- **WHAT THE TASK REQUIRES**:
Copy out the following lines word for word, changing nothing.

- **RECORD EXTRACTS**:
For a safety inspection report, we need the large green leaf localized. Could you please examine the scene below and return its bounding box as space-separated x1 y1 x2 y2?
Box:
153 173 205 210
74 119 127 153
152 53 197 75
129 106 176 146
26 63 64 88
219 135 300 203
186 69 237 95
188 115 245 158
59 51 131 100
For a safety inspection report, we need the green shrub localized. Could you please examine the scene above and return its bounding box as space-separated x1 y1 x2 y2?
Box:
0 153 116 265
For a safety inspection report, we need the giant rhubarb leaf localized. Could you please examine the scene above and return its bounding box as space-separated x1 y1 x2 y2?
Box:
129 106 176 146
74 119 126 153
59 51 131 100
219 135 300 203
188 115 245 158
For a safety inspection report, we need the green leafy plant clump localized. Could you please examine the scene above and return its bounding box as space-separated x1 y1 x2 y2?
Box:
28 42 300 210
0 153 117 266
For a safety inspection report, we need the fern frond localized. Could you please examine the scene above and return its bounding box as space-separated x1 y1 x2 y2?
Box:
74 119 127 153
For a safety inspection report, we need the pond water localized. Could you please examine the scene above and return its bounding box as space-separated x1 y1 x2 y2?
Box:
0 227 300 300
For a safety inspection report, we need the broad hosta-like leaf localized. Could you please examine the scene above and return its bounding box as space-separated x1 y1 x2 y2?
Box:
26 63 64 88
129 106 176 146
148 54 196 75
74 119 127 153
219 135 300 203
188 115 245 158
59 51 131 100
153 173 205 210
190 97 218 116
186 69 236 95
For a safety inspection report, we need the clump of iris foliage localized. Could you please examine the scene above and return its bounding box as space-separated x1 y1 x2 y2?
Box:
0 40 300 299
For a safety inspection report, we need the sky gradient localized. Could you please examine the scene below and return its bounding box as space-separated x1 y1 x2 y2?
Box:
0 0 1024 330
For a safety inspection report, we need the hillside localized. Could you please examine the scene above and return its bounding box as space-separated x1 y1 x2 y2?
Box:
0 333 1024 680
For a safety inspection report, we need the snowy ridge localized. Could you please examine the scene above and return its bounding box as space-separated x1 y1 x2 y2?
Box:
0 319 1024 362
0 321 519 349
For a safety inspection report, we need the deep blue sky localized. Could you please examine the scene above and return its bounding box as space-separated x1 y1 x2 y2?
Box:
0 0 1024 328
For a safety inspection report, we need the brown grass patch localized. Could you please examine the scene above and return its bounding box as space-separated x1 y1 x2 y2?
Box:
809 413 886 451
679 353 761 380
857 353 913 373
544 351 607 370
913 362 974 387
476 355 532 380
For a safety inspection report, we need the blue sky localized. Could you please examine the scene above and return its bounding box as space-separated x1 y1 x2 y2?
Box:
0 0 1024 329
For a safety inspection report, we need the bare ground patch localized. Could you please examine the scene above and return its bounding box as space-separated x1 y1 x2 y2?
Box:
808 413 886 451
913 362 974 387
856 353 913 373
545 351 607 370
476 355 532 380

- **EXPECTED ANSWER**:
For a safety inspection report, we need the large green leaf localized. Could you please examine the scene below and return its bounding box as space-separated x1 y1 x2 y2?
Box:
153 173 205 210
74 119 127 153
152 53 197 75
129 106 176 146
26 63 64 88
219 135 300 203
186 69 237 95
188 115 245 158
59 51 131 100
For a safety inspection report, we need the green shrub localized. Could you please examine the scene above and return its bounding box as space-separated x1 y1 x2 y2?
Box:
0 153 116 265
For a safety inspection report, we need the giant rhubarb leaf localized. Could you please examine the scene above and return its bounding box as space-separated x1 y1 x2 y2?
Box:
129 106 176 146
74 119 126 153
59 51 131 100
219 135 300 203
188 115 245 158
For a safety inspection report, we need the green leafy plant clump localized. Could you please examine the scene above and return its bounding box as space-separated x1 y1 x2 y2?
Box:
28 42 300 210
0 153 117 266
For a safety inspection report, we need the fern frond localized. Could you please examine the scene above and return its bounding box as space-separated x1 y1 x2 y2?
Box:
74 119 127 153
For a safety inspection report, we need the pond water localized. Could you please examine the scene above and return its bounding box as space-separated x1 y1 x2 y2?
Box:
0 227 300 300
For a safety inspection report, we need the broad hosta-like leaf localized. Could you please examine the scene above and return its bounding box as space-separated x1 y1 x2 y2?
Box:
26 63 64 88
129 106 176 146
148 54 196 75
74 119 127 153
219 135 300 203
188 115 245 158
59 51 131 100
153 173 205 210
190 97 218 116
186 69 236 95
For a safety inspection report, we need the clump of iris foliage localized. Could you please examine the scene above and return its bounding box as space-separated x1 y1 x2 y2?
Box:
0 40 300 299
For a safety inspection report, we need the sky gradient localized. Could you please examine the scene below and return its bounding box as space-separated x1 y1 x2 y2?
Box:
0 0 1024 330
For a safety inspection report, we need the hillside localized. Could you please examine the scene above and return its bounding box as space-separated x1 y1 x2 y2?
Box:
0 333 1024 680
For a safety inspection report, we need the snowy ridge localized. Could you please examine the scene above and return its bounding box as space-separated x1 y1 x2 y2?
Box:
0 319 1024 362
0 321 519 349
For a safety inspection report, we need the deep blue sky localized. Could you please examine the scene above and return its bounding box as space-separated x1 y1 x2 y2?
Box:
0 0 1024 328
For a safety inspection report, we need the brown grass patch localized. Could you please examine the scene above and return its bounding box as space-separated x1 y1 x2 y2?
Box:
809 413 886 451
679 353 761 380
857 353 913 373
544 351 607 370
913 362 974 387
476 355 532 380
For a safety inspection report, we need the blue sky localized. Could you please examine the scene above and return its bounding box as space-separated x1 y1 x2 y2?
Box:
0 0 1024 329
For a safety inspection report, we need the bare ground patch localized. Could you please examine the scene above and return its bounding box as space-separated x1 y1 x2 y2?
Box:
808 413 886 451
913 362 974 387
856 353 913 373
545 351 607 370
476 355 532 380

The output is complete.